**Testo di partenza:**

####################

13th Annual Lotman Conference at Tallinn University, “Fear in Culture and Culture of Fear” (15–17 June 2023)
Questo saggio non vuole essere un viaggio attraverso la paura nella stora dell’arte moderna. La ricerca richiederebbe uno spazio molto maggiore. Ci limitiamo a prendere in considerazione le opere di quattro artisti: Francisco Goya (i dipinti della Quinta del Sordo), Arnold Böcklin (le cinque versioni deL’isola dei morti), Edvard Much (Disperazione) e Francis Bacon. Alcune opere di questi artisti si prestano partcolarmente bene a una disamina dell’argomento. Le emozioni legate alla paura hanno attraversato con particolare intensità le arti a cavallo fra Otto e Novecento, investendo intere correnti artistiche. Abbiamo scelto di focalizzare il punto di vista soltanto su opere singolari, di artisti altrettanto singolari. Crediamo inoltre che le opere legate a quest’emozione si inseriscano in un percorso storicamente molto più ampio, legato alla Malinconia.

####################

**Lavoro da svolgere:**
[1] Stampa senza alcuna modifica il tratto del saggio sulla paura nell'arte che va da "Questo saggio non" fino a "legato alla Malinconia.", estremi inclusi.
[2] Restituisci identico il tratto delle righe di dati che va dalla prima riga fino a quella contenente "[98,202,267,256]", entrambe incluse, e nient'altro.
Il saggio sulla paura nell'arte e le righe non hanno alcun legame tra loro.

**Dati forniti:**
####################

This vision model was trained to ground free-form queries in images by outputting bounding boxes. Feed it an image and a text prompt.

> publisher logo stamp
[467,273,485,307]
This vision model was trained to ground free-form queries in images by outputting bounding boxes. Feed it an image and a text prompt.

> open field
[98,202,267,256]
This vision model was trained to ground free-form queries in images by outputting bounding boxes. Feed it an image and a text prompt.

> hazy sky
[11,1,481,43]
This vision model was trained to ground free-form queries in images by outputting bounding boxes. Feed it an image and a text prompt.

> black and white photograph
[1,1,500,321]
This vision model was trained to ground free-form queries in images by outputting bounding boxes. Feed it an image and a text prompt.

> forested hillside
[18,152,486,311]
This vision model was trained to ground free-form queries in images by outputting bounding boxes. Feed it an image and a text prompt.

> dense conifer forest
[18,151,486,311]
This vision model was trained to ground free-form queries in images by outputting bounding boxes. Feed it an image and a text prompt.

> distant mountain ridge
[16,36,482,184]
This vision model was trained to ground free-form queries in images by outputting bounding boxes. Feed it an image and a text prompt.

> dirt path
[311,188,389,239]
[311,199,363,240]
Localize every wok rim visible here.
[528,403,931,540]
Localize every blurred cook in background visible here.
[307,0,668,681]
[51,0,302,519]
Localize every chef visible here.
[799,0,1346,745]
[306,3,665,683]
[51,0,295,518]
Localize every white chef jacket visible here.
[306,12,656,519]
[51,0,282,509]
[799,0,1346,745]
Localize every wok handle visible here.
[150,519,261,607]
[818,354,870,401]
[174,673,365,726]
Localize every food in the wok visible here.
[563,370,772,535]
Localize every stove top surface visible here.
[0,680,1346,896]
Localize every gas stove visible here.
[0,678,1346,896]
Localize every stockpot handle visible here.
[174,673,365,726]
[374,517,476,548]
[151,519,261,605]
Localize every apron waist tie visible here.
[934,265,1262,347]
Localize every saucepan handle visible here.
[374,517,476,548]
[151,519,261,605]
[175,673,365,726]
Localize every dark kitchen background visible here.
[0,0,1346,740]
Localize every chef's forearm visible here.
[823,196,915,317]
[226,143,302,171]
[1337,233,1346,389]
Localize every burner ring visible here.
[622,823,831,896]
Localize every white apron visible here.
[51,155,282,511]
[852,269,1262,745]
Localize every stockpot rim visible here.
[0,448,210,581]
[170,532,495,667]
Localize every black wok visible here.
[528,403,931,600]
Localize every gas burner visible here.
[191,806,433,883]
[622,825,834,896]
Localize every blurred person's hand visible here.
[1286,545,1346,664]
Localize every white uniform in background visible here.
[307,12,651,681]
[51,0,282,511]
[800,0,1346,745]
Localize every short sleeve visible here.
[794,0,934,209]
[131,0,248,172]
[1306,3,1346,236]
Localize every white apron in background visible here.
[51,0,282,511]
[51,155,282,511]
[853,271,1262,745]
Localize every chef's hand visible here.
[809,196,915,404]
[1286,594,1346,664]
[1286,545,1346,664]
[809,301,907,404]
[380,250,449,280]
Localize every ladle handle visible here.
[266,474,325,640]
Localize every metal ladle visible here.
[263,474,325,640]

####################

**Risposte in ordine:**
[1]
Questo saggio non vuole essere un viaggio attraverso la paura nella stora dell’arte moderna. La ricerca richiederebbe uno spazio molto maggiore. Ci limitiamo a prendere in considerazione le opere di quattro artisti: Francisco Goya (i dipinti della Quinta del Sordo), Arnold Böcklin (le cinque versioni deL’isola dei morti), Edvard Much (Disperazione) e Francis Bacon. Alcune opere di questi artisti si prestano partcolarmente bene a una disamina dell’argomento. Le emozioni legate alla paura hanno attraversato con particolare intensità le arti a cavallo fra Otto e Novecento, investendo intere correnti artistiche. Abbiamo scelto di focalizzare il punto di vista soltanto su opere singolari, di artisti altrettanto singolari. Crediamo inoltre che le opere legate a quest’emozione si inseriscano in un percorso storicamente molto più ampio, legato alla Malinconia.

[2]
This vision model was trained to ground free-form queries in images by outputting bounding boxes. Feed it an image and a text prompt.

> publisher logo stamp
[467,273,485,307]
This vision model was trained to ground free-form queries in images by outputting bounding boxes. Feed it an image and a text prompt.

> open field
[98,202,267,256]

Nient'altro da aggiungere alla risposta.